Oberon RTK

Secure/Non-secure Part 4

lib/v3.0 Prototype: Secure/Non-secure programs – RP2350, update

Overview, Purpose

In Secure/Non-secure Part 3 – RP2350 we had explored how to implement Secure/Non-secure code separation on the RP2350 – following the concepts and implementation as found in the bootrom. That is, using a single dispatch handler and a lookup table to call Secure procedures from the Non-secure program. The dispatch handler is called by the one single veneer (in ARM's terms) implemented in the bootrom, which runs in a Non-secure Callable memory region.

Even though I was able to cobble together a working solution – of protoype quality --, I had expressed my uneasiness with both the whole concept as well as the implementation. Compared to the rather lightweight and straightforward implementation on the STM32U585, which directly follows ARM's reference implementation (see Part 2), the RP2350's approach seems unsatisfactory in many respects – see section Bottom Line of Part 3.

Last night, after publishing Part 3, a thought ran through my mind: do I actually have to use the bootrom facilities, or could I use my newly gained know-how about flash memory partitions and address translation to implement a pure TrustZone solution?!

In short: yes. Let's have a look.

Extracted data ->
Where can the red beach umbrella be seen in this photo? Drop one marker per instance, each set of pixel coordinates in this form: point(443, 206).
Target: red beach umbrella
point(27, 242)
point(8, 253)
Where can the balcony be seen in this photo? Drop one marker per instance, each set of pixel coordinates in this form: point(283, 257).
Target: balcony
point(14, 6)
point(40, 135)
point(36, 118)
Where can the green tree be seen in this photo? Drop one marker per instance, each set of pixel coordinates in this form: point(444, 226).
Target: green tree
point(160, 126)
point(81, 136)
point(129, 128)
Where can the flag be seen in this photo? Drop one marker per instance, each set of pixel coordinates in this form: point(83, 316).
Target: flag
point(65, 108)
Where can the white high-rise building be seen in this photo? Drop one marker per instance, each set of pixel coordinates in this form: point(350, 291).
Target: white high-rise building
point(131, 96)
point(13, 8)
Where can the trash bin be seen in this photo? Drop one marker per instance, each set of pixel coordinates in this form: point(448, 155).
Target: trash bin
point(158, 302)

Required tasks ->
A. Copy all the rows in Block 1, from the first line to the last, without changing a word.
B. Resume the article on Secure/Non-secure programs for the RP2350 after its last sentence and keep writing it.

Answers in order ->
A.
Where can the red beach umbrella be seen in this photo? Drop one marker per instance, each set of pixel coordinates in this form: point(443, 206).
Target: red beach umbrella
point(27, 242)
point(8, 253)
Where can the balcony be seen in this photo? Drop one marker per instance, each set of pixel coordinates in this form: point(283, 257).
Target: balcony
point(14, 6)
point(40, 135)
point(36, 118)
Where can the green tree be seen in this photo? Drop one marker per instance, each set of pixel coordinates in this form: point(444, 226).
Target: green tree
point(160, 126)
point(81, 136)
point(129, 128)
Where can the flag be seen in this photo? Drop one marker per instance, each set of pixel coordinates in this form: point(83, 316).
Target: flag
point(65, 108)
Where can the white high-rise building be seen in this photo? Drop one marker per instance, each set of pixel coordinates in this form: point(350, 291).
Target: white high-rise building
point(131, 96)
point(13, 8)
Where can the trash bin be seen in this photo? Drop one marker per instance, each set of pixel coordinates in this form: point(448, 155).
Target: trash bin
point(158, 302)

B.
Pro Memoria: Pure TrustZone Implementation

Pro memoria, this is what we want to implement:

Non-secure world            Secure world
NS memory                   NSC memory                    S memory
Non-secure program          veneers module S0             Secure module S0
+-----------------+         +-----------------+           +-----------------+
|                 |-------->| veneer S0.v0    |---------->| procedure S0.p0 |
|                 |-------->| veneer S0.v1    |---------->| procedure S0.p1 |
|                 |-------->| ...             |---------->| ...             |
|                 |         +-----------------+           +-----------------+
|                 |         veneers module S1              Secure module S1
|                 |         +-----------------+           +-----------------+
|                 |-------->| veneer S1.v0    |---------->| procedure S1.p0 |
|                 |-------->| ...             |---------->| ...             |
+-----------------+         +-----------------+           +-----------------|
         ^                                                         |
         |                  return                                 |
         +---------------------------------------------------------+

Test Program

I use the same test program as in Part 3, found in directory Secure3 in the examples for the Pico2 (repo link at the bottom):

  • directory s:
    • Secure program module S.mod;
    • module S0.mod providing the blink service to the Non-secure program;
  • directory ns:
    • Non-secure program module NS.mod.

Both programs are minimal, with empty modules Main.mod, running with the restart clock frequency.

Flash Memory Partitions and Layout

You may remember from Part 2 that, apart from the program images for the Secure program and the Non-secure program, we also have a third image with the NSC veneers.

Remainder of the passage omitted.